Exercise details. Scale the records starting at the line that contains "Pretty please, detect the woman's hand" and ending at the line that contains "[780,509,1017,740]", both included, by rewriting only those lines with the requests unchanged. Multiply every bounding-box coordinate in the answers by 1.3 and round it to a whole number, with halves rounded up.
-- begin --
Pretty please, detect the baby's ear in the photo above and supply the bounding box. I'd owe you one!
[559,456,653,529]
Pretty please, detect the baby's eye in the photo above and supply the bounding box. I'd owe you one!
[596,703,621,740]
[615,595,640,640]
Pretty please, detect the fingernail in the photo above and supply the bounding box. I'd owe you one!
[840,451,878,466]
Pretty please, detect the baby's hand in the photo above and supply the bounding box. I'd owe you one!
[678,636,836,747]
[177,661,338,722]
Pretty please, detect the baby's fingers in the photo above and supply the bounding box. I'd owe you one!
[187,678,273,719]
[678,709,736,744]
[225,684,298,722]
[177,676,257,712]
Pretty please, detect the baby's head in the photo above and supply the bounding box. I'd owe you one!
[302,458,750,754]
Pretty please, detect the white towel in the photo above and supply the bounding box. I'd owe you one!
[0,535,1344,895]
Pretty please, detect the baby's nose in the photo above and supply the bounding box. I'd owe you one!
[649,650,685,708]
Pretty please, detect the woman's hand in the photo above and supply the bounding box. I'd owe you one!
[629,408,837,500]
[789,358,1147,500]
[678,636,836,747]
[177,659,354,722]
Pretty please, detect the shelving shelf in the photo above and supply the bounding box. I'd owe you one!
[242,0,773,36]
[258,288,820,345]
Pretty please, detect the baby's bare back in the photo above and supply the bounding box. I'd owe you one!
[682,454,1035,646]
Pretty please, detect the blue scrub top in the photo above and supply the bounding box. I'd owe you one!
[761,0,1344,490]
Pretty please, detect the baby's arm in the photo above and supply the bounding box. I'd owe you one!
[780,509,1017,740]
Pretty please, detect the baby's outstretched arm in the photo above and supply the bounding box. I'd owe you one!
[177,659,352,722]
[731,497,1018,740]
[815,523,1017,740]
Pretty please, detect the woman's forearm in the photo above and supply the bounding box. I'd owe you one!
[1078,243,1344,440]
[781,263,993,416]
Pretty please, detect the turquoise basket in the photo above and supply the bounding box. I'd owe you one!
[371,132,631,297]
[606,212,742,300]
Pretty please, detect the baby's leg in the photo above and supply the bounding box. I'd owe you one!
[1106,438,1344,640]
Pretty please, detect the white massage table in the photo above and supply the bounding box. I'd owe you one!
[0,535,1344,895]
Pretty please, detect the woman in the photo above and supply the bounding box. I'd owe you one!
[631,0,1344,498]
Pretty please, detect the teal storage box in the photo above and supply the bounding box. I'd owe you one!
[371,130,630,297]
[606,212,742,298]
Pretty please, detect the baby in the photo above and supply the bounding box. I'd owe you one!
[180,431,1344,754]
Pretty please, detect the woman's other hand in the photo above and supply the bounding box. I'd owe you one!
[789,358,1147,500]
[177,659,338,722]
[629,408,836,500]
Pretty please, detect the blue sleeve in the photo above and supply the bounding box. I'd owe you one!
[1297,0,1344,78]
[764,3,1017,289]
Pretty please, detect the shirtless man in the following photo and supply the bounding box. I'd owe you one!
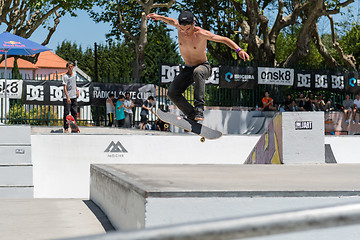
[147,11,249,121]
-- end --
Answer to this task.
Pretty please, detect the woman's hand in the photo above and supply the bounding box. I'd owe you one!
[818,530,1088,650]
[1026,465,1491,650]
[881,827,1087,971]
[230,857,460,939]
Pretty please, detect the shelving shelf in the photo above and supply the bounding box. I'd owe you one!
[315,0,1005,47]
[335,374,1066,449]
Pretty please, detect the baby's bare back in the photo above and supply the bounding box. I'd owe you one!
[887,590,1346,840]
Pretty please, detect the blue scrub top in the photo above and supply the bounding box. I'd owe you one!
[989,0,1747,637]
Pretty please, detect the baby's arm in the photo above and supply the bounding box. I'd owe you one!
[1014,662,1322,962]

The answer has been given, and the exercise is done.